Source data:

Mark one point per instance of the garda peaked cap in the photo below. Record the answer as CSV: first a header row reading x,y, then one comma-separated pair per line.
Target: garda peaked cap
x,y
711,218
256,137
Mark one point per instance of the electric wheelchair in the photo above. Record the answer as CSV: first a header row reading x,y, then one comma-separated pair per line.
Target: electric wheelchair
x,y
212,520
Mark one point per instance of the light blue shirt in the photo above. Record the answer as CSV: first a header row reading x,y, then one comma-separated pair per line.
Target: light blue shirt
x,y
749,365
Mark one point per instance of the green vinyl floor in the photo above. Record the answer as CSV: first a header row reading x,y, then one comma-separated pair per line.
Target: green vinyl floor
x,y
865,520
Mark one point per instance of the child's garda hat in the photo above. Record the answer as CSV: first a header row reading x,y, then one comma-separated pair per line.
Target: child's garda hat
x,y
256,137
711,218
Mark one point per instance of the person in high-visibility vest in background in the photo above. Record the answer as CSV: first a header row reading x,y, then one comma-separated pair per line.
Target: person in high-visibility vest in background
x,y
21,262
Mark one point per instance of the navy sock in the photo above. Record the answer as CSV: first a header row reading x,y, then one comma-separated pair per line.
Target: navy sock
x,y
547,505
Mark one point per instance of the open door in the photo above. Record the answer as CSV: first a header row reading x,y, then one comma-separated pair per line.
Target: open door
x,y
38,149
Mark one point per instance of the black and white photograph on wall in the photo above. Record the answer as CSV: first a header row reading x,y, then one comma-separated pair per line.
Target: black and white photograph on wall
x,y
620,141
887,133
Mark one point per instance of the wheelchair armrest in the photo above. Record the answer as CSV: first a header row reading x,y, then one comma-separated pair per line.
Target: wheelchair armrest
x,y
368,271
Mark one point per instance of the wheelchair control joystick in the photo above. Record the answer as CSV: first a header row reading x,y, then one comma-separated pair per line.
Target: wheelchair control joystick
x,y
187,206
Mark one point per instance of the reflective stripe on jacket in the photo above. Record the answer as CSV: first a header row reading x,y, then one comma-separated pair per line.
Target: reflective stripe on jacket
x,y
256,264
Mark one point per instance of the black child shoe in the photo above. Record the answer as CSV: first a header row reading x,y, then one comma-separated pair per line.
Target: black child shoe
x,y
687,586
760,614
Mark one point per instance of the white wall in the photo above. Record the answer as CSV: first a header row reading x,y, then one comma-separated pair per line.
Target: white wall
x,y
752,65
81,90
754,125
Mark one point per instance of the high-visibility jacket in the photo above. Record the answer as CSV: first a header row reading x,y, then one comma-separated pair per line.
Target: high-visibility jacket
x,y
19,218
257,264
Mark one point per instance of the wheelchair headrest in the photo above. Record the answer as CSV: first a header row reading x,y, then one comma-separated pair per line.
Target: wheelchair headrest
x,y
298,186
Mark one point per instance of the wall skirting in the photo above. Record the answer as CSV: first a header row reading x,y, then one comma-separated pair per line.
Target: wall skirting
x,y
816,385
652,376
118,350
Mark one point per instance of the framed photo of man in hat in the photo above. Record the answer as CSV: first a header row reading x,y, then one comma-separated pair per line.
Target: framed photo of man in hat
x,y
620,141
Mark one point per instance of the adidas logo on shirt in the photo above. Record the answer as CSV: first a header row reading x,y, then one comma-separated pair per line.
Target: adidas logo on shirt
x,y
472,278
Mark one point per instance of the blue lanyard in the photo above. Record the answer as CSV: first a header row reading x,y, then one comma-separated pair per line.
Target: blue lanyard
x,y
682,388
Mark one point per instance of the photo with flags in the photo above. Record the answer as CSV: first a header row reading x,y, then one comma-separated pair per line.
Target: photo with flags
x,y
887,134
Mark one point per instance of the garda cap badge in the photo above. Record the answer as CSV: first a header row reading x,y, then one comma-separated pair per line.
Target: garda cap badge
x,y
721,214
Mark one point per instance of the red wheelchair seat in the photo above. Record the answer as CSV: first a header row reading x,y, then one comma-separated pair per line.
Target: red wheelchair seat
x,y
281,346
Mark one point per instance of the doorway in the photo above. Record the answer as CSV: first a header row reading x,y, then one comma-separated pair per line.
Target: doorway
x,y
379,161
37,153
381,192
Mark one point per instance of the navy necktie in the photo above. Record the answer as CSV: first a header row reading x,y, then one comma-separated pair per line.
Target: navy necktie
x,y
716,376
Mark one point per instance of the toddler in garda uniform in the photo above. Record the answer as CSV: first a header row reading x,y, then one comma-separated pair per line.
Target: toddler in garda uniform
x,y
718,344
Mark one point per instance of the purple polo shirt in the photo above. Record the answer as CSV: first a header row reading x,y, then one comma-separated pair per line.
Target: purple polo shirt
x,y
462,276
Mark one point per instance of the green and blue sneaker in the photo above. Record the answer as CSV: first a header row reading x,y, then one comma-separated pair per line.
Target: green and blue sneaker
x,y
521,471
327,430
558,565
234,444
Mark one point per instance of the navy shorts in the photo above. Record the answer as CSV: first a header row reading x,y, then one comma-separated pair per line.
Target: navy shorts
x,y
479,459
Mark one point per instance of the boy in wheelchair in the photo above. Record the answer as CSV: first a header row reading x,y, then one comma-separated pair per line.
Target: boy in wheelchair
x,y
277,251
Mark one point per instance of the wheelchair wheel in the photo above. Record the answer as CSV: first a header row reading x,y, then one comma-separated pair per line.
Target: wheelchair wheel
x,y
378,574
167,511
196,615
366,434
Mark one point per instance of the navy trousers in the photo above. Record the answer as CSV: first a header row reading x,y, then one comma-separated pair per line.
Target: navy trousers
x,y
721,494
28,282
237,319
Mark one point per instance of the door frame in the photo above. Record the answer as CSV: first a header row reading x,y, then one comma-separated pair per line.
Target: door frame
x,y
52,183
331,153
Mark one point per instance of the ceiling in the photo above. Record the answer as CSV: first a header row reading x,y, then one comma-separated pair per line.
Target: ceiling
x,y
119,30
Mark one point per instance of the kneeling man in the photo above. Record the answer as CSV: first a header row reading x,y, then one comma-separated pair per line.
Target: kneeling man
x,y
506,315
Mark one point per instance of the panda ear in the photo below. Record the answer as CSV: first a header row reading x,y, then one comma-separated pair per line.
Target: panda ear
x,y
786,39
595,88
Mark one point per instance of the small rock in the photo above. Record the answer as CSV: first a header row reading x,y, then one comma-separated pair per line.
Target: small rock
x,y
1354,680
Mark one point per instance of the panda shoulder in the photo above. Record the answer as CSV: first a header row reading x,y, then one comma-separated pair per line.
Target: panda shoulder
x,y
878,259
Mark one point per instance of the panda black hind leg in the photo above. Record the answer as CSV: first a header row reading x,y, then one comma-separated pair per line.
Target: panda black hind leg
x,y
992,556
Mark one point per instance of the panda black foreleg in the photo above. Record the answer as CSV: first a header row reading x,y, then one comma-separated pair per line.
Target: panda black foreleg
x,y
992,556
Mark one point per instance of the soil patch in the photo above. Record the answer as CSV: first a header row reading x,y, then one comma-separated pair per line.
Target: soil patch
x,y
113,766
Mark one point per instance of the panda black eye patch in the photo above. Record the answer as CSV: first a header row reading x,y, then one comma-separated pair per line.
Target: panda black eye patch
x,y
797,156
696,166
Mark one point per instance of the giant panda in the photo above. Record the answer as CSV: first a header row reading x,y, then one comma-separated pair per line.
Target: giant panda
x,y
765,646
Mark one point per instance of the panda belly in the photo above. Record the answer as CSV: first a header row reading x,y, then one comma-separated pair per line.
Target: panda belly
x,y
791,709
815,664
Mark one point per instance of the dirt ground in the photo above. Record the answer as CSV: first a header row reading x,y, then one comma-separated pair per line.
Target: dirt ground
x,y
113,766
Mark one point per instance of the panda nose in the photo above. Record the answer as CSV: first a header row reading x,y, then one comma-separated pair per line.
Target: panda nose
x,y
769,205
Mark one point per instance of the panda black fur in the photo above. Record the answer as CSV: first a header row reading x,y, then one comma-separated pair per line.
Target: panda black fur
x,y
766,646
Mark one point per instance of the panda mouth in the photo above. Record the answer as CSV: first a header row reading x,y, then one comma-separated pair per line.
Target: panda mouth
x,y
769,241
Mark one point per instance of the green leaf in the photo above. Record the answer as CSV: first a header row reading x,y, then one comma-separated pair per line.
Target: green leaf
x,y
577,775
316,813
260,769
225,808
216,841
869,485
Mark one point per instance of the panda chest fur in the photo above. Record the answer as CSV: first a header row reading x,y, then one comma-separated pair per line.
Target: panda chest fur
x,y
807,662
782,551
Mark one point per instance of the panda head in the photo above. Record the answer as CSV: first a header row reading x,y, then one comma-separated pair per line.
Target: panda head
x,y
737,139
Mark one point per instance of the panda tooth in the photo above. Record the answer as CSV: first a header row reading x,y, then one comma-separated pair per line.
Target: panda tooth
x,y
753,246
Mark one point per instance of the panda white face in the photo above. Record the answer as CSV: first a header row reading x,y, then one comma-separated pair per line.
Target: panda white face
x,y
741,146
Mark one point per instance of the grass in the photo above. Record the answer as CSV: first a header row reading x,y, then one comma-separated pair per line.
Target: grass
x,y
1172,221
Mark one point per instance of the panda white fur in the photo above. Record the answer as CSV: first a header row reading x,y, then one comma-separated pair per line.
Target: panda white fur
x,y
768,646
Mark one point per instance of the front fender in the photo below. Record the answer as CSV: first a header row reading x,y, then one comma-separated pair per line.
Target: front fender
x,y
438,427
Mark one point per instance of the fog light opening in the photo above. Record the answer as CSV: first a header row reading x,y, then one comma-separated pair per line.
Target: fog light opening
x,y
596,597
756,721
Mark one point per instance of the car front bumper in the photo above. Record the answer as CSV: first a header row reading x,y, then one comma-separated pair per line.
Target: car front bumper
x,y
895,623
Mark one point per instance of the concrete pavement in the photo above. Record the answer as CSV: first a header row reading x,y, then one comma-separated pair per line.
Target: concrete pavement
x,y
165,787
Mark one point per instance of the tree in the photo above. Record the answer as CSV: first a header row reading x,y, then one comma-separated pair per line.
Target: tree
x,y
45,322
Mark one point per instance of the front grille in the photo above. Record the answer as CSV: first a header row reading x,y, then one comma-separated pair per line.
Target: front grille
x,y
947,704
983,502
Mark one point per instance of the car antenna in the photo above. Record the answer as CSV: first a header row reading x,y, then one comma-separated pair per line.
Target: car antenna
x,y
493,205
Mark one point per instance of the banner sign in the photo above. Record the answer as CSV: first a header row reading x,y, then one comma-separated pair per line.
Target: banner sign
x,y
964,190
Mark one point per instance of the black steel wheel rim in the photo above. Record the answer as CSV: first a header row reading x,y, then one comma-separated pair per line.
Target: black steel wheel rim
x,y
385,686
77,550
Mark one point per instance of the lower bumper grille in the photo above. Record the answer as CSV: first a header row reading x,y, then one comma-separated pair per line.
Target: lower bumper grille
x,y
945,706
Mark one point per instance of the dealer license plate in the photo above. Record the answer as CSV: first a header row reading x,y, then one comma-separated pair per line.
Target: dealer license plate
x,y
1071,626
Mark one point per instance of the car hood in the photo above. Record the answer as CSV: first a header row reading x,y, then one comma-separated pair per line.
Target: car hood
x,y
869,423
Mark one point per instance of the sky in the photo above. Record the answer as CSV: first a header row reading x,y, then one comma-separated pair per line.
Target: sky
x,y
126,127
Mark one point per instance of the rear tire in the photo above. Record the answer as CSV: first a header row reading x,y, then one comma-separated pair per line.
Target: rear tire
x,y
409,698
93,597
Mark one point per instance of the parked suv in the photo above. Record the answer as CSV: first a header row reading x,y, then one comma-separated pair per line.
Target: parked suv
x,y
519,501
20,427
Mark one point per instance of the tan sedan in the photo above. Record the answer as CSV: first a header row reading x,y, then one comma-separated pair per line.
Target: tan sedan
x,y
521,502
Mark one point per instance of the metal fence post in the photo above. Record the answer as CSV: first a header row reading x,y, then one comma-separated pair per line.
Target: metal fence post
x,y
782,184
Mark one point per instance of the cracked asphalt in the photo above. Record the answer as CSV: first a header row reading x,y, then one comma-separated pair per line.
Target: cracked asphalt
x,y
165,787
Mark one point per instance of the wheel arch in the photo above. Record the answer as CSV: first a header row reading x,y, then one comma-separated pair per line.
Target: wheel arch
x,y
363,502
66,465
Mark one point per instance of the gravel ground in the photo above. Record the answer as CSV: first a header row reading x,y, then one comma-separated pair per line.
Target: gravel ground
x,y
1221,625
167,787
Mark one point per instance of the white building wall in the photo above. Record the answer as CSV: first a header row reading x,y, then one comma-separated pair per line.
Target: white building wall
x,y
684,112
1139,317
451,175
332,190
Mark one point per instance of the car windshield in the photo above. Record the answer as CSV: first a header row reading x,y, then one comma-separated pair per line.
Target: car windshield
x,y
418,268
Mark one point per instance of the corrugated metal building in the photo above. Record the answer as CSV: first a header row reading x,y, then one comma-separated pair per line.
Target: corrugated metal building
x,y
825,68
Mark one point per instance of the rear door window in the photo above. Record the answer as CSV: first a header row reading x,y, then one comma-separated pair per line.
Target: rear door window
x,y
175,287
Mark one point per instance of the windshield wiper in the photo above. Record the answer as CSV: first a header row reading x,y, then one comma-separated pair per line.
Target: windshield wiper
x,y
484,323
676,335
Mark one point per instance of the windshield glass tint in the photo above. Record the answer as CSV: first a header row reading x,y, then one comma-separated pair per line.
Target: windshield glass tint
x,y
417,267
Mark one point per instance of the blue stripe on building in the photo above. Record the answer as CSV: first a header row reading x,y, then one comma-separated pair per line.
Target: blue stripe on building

WHAT TO WORK ON: Take the line in which "Mark one point per instance of the white building" occurs and each subsequent line through the end; give these lines again without alteration.

ANSWER TO THIS PROBLEM:
Mark one point per instance of the white building wall in the photo above. Record the answer as CSV: first a header row reading x,y, then one comma-separated pair per line.
Target: white building wall
x,y
684,112
1139,317
451,175
332,190
Mark one point per instance of the car windshield in the photo above. Record the answer as CSV: first a header row reading x,y, then one comma-separated pair per line.
Target: car windshield
x,y
418,268
Mark one point per instance of the corrugated metal building in the photo above. Record the answer as CSV: first a header row reading x,y, then one comma-separated pair per line.
Target: corrugated metal building
x,y
825,68
Mark one point per instance of the rear door window in the photo above. Record the answer as CSV: first a header row reading x,y, then one comma-separated pair per line.
Target: rear door window
x,y
175,287
Mark one point per instance of the windshield wiper in the photo above. Record the answer as CSV: first a header row reading x,y, then one comma-separated pair per line.
Target: windshield wiper
x,y
484,323
676,335
Mark one point per instance of the windshield glass tint in the photo above. Record the answer as CSV: first a header row reading x,y, then one comma-separated pair per line.
Target: windshield glass tint
x,y
417,267
Mark one point per instance of the blue stripe on building in the photo above. Record the answer as CSV: first a header row reading x,y, then one comma-separated pair per line.
Target: blue stripe on building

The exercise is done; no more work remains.